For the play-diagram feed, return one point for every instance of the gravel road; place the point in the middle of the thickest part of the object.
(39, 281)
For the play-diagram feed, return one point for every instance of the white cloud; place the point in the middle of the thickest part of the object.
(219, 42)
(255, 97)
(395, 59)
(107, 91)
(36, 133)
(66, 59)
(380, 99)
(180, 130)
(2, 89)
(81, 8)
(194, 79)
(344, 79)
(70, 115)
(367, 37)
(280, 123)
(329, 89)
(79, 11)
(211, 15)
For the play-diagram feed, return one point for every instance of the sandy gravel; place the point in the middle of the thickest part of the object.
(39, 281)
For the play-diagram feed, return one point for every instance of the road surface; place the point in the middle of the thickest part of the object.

---------------

*WRITTEN PROBLEM*
Retype all of the lines above word for word, keeping every character and line break unchanged.

*RESPONSE TO THIS TASK*
For the play-diagram feed, return one point for every instance of the gravel road; place the point in the middle of the thickest part of the object.
(39, 281)
For the play-diagram feed, return one point for every instance of the white cloud; place the point in the middle of the thickest part of the object.
(219, 42)
(255, 97)
(395, 59)
(107, 91)
(36, 133)
(66, 59)
(380, 99)
(180, 130)
(2, 89)
(81, 8)
(194, 79)
(344, 79)
(70, 115)
(367, 37)
(280, 123)
(329, 89)
(79, 11)
(211, 15)
For the play-diagram feed, return one point for every instance of the sandy gravel; place the point in the middle of the thickest part of the object.
(39, 281)
For the play-diagram feed, return one point for every instance of the road surface; place the point in the middle of the thickest part of the object.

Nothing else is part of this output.